I'm currently looking over my protocols for various things and feel like some updates are needed. Especially for my "missing medication" protocol. As it stands, I'm just supposed to notify the parent and the principal. Nothing else. This feels like it's not enough so I'm curious to know what your protocols are if you find that you are missing some of a medication. Fingers crossed this isn't something I need to use, but I'd rather have it crystal clear in the event that something happens!

Thanks in advance!

Specializes in School Health.

My procedure is exactly the same.

Specializes in Med-Surg, Oncology, School Nursing, OB.

Medication should not go missing. I've never had this happen in 16 years of school nursing. We keep ours locked up. We count when we get them, count how much is given, count how much is left over, chart any wasted with a witness, have parents sign for how much is picked up. All that is documented. I suppose if something did go missing I'd be investigating what happened. Did I count wrong, did someone steal it, did one get dropped, etc. One pill probably not that big of deal but several would be a HUGE deal! I'd probably fill out a medication incident report and notify the principal and parent. I'd also ask our head nurse what else to do. I really don't know what our "official" policy is since it's never come up. Prevention is the key!

Specializes in ICU/community health/school nursing.
22 minutes ago, Blue_Moon said:

We keep ours locked up. We count when we get them, count how much is given, count how much is left over, chart any wasted with a witness, have parents sign for how much is picked up.

When I was at the high school level, only myself and my aide had a key to the med cabinet. Here at the elementary level, I have a key and both front desk ladies have keys because they're my back up. In HS I never, ever worried that a count would be off. Here, I came in one morning to find the med cart unlocked. And I documented and counted the meds with street value but never say never about missing meds, especially when other humans have the keys.

Specializes in Med-Surg, Oncology, School Nursing, OB.

I agree 100%! I'm like I hope I'm not jinxing myself here because it COULD happen. Praying it doesn't!

1 hour ago, Blue_Moon said:

Medication should not go missing. I've never had this happen in 16 years of school nursing. We keep ours locked up. We count when we get them, count how much is given, count how much is left over, chart any wasted with a witness, have parents sign for how much is picked up. All that is documented. I suppose if something did go missing I'd be investigating what happened. Did I count wrong, did someone steal it, did one get dropped, etc. One pill probably not that big of deal but several would be a HUGE deal! I'd probably fill out a medication incident report and notify the principal and parent. I'd also ask our head nurse what else to do. I really don't know what our "official" policy is since it's never come up. Prevention is the key!

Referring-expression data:

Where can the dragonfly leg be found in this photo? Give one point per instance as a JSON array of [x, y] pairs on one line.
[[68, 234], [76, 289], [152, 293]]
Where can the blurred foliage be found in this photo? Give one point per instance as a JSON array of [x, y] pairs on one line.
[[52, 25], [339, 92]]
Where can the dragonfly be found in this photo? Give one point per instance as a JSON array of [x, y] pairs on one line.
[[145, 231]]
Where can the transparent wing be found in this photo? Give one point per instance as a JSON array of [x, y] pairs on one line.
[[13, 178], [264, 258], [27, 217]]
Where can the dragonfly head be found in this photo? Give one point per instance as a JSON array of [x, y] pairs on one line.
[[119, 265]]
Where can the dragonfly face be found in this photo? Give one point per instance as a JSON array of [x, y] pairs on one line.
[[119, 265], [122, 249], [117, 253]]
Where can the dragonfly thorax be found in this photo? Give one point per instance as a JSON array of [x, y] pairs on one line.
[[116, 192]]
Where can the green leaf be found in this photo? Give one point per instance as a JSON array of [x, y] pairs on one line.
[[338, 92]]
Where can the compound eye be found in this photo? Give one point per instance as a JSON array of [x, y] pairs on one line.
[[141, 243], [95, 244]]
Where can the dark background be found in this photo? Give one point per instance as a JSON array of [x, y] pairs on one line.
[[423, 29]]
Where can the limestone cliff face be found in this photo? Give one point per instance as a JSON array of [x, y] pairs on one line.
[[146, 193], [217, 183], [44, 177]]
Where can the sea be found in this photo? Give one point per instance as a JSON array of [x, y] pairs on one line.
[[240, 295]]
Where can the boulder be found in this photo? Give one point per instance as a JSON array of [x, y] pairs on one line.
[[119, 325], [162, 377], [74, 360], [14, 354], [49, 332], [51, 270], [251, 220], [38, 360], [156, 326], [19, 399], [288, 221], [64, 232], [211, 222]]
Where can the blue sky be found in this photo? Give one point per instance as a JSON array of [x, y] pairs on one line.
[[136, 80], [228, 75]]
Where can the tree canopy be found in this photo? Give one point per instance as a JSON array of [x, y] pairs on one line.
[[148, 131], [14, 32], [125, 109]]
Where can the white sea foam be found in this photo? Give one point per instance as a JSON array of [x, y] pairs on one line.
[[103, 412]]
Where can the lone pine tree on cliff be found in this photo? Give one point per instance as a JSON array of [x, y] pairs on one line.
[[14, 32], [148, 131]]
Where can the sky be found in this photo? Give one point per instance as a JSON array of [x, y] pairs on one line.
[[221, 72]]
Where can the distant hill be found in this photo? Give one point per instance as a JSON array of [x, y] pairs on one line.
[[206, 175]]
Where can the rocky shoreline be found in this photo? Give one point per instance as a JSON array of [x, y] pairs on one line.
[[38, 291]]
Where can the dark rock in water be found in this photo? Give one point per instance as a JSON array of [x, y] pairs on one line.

TASK INSTRUCTIONS:
a – Please retype the stretch of the thread on missing medication protocols from "I'm currently looking" through "in School Health.".
b – Answer these questions from the thread on missing medication protocols.
(i) In the opening post, whom does the current "missing medication" protocol say to notify?
(ii) How many years of school nursing does the post beginning "Medication should not go missing" cite without this ever happening?
(iii) In the post that mentions the elementary level, who besides the poster has keys there?
The listing has nothing to do with the thread on missing medication protocols.

RESULTS OF THE EXERCISE:
a –
I'm currently looking over my protocols for various things and feel like some updates are needed. Especially for my "missing medication" protocol. As it stands, I'm just supposed to notify the parent and the principal. Nothing else. This feels like it's not enough so I'm curious to know what your protocols are if you find that you are missing some of a medication. Fingers crossed this isn't something I need to use, but I'd rather have it crystal clear in the event that something happens!

Thanks in advance!

Specializes in School Health.

b –
(i) The parent and the principal.
(ii) 16 years.
(iii) Both front desk ladies.